— YOUR INSTRUCTIONS —
Reproduce the entries below from their first line up to and including the line with "M 171 82 L 160", and leave the pictures out of your answer.

============================================================

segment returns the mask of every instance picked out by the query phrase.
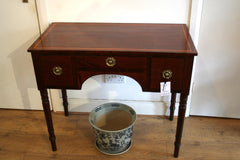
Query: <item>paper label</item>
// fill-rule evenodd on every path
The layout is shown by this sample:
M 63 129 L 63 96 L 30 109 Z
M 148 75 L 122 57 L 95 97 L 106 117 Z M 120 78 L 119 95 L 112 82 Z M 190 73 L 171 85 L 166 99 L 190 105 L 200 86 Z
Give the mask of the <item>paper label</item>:
M 171 82 L 160 82 L 161 96 L 168 96 L 171 94 Z

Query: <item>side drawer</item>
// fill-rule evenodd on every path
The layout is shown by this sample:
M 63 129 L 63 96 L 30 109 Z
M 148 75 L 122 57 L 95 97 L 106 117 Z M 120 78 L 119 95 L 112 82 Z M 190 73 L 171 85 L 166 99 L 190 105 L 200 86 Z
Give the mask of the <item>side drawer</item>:
M 163 77 L 164 71 L 171 72 L 171 78 Z M 152 58 L 151 89 L 160 91 L 160 82 L 170 81 L 171 89 L 180 91 L 183 83 L 184 58 Z
M 73 86 L 71 56 L 41 56 L 41 74 L 47 87 Z
M 111 63 L 112 62 L 112 66 Z M 108 64 L 110 63 L 110 65 Z M 78 71 L 114 71 L 114 72 L 144 72 L 145 57 L 120 56 L 79 56 L 75 59 Z

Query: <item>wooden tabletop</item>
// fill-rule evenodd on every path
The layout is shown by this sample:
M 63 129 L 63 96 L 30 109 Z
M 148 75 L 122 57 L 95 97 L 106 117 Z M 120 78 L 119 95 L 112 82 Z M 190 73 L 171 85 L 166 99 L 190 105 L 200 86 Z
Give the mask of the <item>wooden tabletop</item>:
M 197 55 L 185 24 L 52 23 L 28 51 L 56 50 Z

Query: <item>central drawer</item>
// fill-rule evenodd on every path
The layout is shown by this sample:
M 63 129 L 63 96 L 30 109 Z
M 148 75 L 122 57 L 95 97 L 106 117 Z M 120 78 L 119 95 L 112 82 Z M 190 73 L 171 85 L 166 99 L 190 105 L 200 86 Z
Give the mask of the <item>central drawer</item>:
M 145 57 L 79 56 L 75 59 L 77 71 L 144 72 Z

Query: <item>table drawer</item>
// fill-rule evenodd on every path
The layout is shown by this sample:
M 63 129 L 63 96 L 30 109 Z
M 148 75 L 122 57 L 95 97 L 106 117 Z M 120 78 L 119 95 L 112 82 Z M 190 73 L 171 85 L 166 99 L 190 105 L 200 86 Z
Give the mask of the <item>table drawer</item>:
M 71 56 L 41 56 L 43 81 L 49 87 L 73 86 Z
M 81 56 L 75 59 L 78 71 L 144 72 L 145 57 Z
M 152 58 L 151 89 L 159 91 L 160 82 L 171 81 L 171 88 L 180 91 L 183 81 L 184 58 Z M 165 72 L 165 78 L 164 78 Z M 169 78 L 169 79 L 168 79 Z

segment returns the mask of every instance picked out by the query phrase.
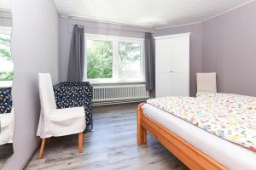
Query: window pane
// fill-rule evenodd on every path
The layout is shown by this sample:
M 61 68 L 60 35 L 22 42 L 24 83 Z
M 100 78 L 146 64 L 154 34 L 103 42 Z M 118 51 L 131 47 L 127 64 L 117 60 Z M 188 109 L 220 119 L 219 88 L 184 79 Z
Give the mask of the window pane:
M 0 34 L 0 81 L 12 81 L 14 65 L 10 51 L 10 35 Z
M 119 78 L 121 80 L 141 79 L 141 44 L 119 42 Z
M 112 78 L 113 42 L 87 40 L 87 78 Z

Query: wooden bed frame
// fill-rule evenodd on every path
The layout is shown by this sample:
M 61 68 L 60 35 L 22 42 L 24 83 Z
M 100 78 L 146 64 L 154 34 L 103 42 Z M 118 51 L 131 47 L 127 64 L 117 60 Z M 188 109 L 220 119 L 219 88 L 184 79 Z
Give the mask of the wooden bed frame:
M 147 143 L 147 131 L 190 169 L 227 169 L 190 144 L 143 115 L 141 103 L 137 107 L 137 144 Z

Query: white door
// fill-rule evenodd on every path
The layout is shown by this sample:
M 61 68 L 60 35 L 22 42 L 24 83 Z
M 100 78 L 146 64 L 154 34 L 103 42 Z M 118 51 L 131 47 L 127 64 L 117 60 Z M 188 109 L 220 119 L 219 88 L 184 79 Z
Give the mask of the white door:
M 156 97 L 189 95 L 189 34 L 156 37 Z

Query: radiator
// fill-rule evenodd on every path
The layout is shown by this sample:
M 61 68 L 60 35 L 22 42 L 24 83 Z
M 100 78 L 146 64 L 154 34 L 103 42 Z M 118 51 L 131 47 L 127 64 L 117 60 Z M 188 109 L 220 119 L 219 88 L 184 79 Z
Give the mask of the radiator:
M 94 86 L 94 105 L 144 100 L 149 98 L 145 84 Z

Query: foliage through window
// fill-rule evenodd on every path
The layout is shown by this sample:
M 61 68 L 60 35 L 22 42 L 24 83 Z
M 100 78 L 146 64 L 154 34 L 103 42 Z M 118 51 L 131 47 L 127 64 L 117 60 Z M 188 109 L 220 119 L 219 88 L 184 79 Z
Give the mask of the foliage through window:
M 143 39 L 85 34 L 86 81 L 144 82 L 143 60 Z
M 113 43 L 110 41 L 87 41 L 87 78 L 111 78 Z
M 9 27 L 0 27 L 0 81 L 12 81 L 14 78 L 9 30 Z

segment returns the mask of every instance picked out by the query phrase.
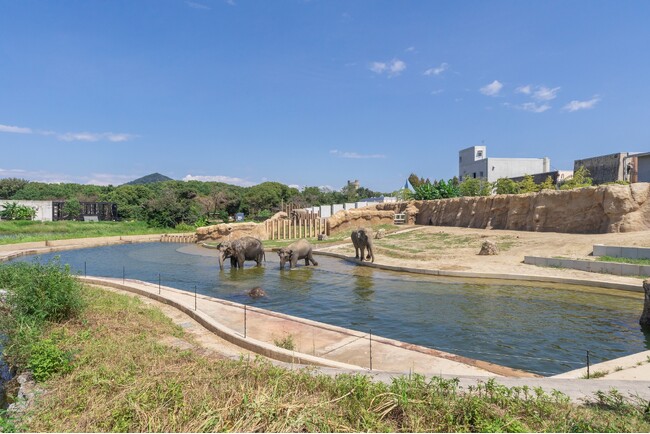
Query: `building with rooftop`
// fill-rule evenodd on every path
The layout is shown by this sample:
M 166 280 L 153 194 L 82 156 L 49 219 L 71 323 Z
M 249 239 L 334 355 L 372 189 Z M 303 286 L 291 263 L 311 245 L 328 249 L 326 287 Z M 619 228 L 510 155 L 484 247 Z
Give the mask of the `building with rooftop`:
M 458 178 L 481 178 L 494 182 L 500 178 L 547 173 L 551 160 L 544 158 L 494 158 L 487 156 L 487 146 L 472 146 L 458 153 Z

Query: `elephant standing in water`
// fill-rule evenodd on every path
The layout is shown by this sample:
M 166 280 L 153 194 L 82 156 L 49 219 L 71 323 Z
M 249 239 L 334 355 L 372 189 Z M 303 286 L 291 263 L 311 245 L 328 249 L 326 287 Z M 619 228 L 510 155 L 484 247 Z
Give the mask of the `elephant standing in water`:
M 366 259 L 370 259 L 370 262 L 375 262 L 375 254 L 372 252 L 372 233 L 369 229 L 355 229 L 352 231 L 350 238 L 352 238 L 352 244 L 354 244 L 355 258 L 363 261 L 365 250 L 368 249 L 368 256 L 366 256 Z M 361 250 L 361 255 L 359 255 L 359 250 Z
M 231 268 L 244 268 L 244 261 L 255 261 L 262 265 L 264 247 L 262 242 L 253 237 L 241 237 L 233 241 L 224 241 L 217 246 L 219 250 L 219 268 L 223 270 L 223 261 L 230 258 Z
M 278 256 L 280 256 L 280 269 L 284 268 L 287 261 L 289 261 L 289 268 L 295 268 L 299 259 L 304 259 L 305 265 L 309 265 L 310 261 L 313 265 L 318 265 L 312 255 L 311 244 L 307 240 L 299 240 L 287 247 L 282 247 L 278 250 Z

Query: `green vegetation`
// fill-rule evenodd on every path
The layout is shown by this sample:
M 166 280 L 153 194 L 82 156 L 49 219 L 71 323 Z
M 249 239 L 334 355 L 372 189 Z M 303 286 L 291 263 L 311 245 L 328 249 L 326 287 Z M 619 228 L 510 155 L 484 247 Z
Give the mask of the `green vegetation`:
M 70 355 L 44 339 L 50 324 L 76 317 L 83 309 L 81 284 L 58 261 L 0 265 L 0 287 L 7 290 L 0 311 L 4 355 L 19 370 L 29 368 L 39 380 L 70 368 Z
M 191 232 L 193 227 L 152 228 L 145 222 L 0 221 L 0 245 L 72 238 Z
M 32 432 L 647 432 L 647 403 L 600 393 L 585 407 L 561 393 L 494 380 L 463 389 L 420 375 L 377 383 L 289 371 L 261 359 L 231 361 L 181 350 L 191 336 L 134 297 L 87 288 L 84 313 L 49 335 L 74 354 L 50 377 Z M 1 419 L 0 419 L 1 420 Z
M 573 177 L 567 179 L 564 184 L 560 186 L 560 190 L 571 190 L 573 188 L 589 187 L 593 184 L 593 180 L 589 177 L 589 170 L 585 166 L 580 166 L 573 172 Z
M 278 182 L 239 187 L 221 182 L 169 180 L 114 187 L 0 179 L 1 199 L 65 201 L 66 218 L 79 216 L 79 202 L 113 202 L 117 204 L 119 219 L 144 221 L 149 226 L 164 228 L 228 221 L 229 216 L 238 212 L 252 220 L 264 220 L 285 205 L 302 208 L 381 195 L 351 184 L 341 191 L 306 187 L 300 192 Z
M 34 208 L 16 202 L 6 202 L 0 211 L 0 219 L 3 220 L 33 220 L 34 217 L 36 217 Z
M 273 344 L 276 347 L 284 348 L 285 350 L 293 351 L 296 349 L 296 344 L 293 341 L 293 335 L 287 333 L 279 339 L 274 339 Z
M 54 264 L 12 267 L 0 267 L 0 282 L 11 291 L 28 281 L 34 284 L 38 276 L 47 282 L 69 279 Z M 91 287 L 73 292 L 80 294 L 79 305 L 85 309 L 75 309 L 76 314 L 62 322 L 44 323 L 40 338 L 31 346 L 30 366 L 38 371 L 38 381 L 44 382 L 47 393 L 24 419 L 7 420 L 0 413 L 3 431 L 650 429 L 647 403 L 628 402 L 616 391 L 601 392 L 593 402 L 579 407 L 559 392 L 507 388 L 493 379 L 467 389 L 455 379 L 427 379 L 417 374 L 385 384 L 365 375 L 332 378 L 308 369 L 286 370 L 262 359 L 207 356 L 168 344 L 182 339 L 196 348 L 183 328 L 136 297 Z M 30 300 L 33 306 L 37 298 Z M 51 306 L 33 307 L 35 312 L 52 312 Z

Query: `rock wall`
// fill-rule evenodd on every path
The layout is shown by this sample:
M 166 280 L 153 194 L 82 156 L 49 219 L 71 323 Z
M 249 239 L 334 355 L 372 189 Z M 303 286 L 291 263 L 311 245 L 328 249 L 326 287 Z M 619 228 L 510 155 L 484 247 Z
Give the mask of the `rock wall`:
M 393 203 L 391 205 L 399 205 L 400 203 L 403 202 Z M 393 224 L 395 212 L 393 209 L 379 210 L 377 209 L 377 205 L 342 210 L 327 219 L 327 233 L 331 235 L 356 227 Z
M 196 229 L 197 243 L 235 240 L 245 236 L 255 237 L 260 240 L 268 239 L 263 223 L 221 223 Z
M 381 204 L 416 212 L 421 225 L 520 231 L 606 233 L 650 229 L 650 184 Z M 414 211 L 415 210 L 415 211 Z

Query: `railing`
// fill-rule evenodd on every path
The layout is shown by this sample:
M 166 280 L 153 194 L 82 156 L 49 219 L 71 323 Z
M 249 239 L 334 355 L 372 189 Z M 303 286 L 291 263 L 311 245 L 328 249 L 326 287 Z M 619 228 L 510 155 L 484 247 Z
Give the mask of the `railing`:
M 297 220 L 267 220 L 265 224 L 269 240 L 316 238 L 318 234 L 327 231 L 326 219 L 320 217 Z

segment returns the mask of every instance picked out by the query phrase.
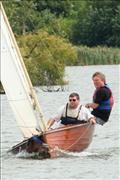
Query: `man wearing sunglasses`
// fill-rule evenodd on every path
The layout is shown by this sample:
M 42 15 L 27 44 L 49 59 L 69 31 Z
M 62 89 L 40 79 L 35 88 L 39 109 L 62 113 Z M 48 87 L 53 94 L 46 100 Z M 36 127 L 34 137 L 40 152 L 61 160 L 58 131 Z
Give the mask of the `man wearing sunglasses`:
M 90 121 L 96 123 L 95 117 L 90 111 L 80 104 L 80 97 L 77 93 L 71 93 L 69 95 L 69 102 L 61 107 L 58 114 L 49 119 L 47 128 L 49 129 L 54 122 L 59 122 L 61 125 L 68 124 L 81 124 Z

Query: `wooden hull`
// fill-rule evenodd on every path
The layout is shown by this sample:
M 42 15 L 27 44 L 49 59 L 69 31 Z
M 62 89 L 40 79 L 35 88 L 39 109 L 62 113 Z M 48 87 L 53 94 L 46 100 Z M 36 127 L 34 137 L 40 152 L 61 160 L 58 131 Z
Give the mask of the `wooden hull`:
M 59 148 L 65 151 L 80 152 L 91 143 L 93 132 L 94 125 L 90 123 L 69 125 L 46 132 L 43 139 L 50 149 Z
M 49 130 L 38 138 L 42 143 L 38 143 L 35 138 L 29 138 L 16 146 L 10 152 L 17 154 L 21 151 L 28 153 L 39 153 L 43 158 L 53 157 L 51 150 L 65 150 L 71 152 L 81 152 L 86 149 L 92 141 L 94 125 L 90 123 L 67 125 L 62 128 Z

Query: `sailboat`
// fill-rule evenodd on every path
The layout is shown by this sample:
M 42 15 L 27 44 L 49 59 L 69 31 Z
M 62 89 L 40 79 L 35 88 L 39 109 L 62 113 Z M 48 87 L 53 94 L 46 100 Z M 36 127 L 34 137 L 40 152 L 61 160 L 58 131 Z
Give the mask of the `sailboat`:
M 81 152 L 92 141 L 94 125 L 89 122 L 46 130 L 46 121 L 32 86 L 8 18 L 0 3 L 1 82 L 12 108 L 23 141 L 11 148 L 12 153 L 37 152 L 51 157 L 56 147 Z

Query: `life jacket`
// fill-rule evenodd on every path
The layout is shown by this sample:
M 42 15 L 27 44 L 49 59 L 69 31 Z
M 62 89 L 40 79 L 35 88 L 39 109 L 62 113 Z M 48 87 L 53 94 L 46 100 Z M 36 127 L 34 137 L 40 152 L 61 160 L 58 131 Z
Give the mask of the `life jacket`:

============================================================

— EXPECTED OUTPUT —
segment returns the mask of every instance picked out by the query phrase.
Query: <item>paper label</item>
// fill-rule evenodd on every path
The layout is shown by this sample:
M 63 129 L 63 96 L 30 109 Z
M 148 75 L 122 57 L 95 97 L 106 117 Z M 120 78 L 119 95 L 112 82 Z M 190 73 L 171 85 L 166 99 L 190 105 L 200 86 Z
Give the mask of the <item>paper label</item>:
M 171 82 L 160 82 L 161 96 L 168 96 L 171 94 Z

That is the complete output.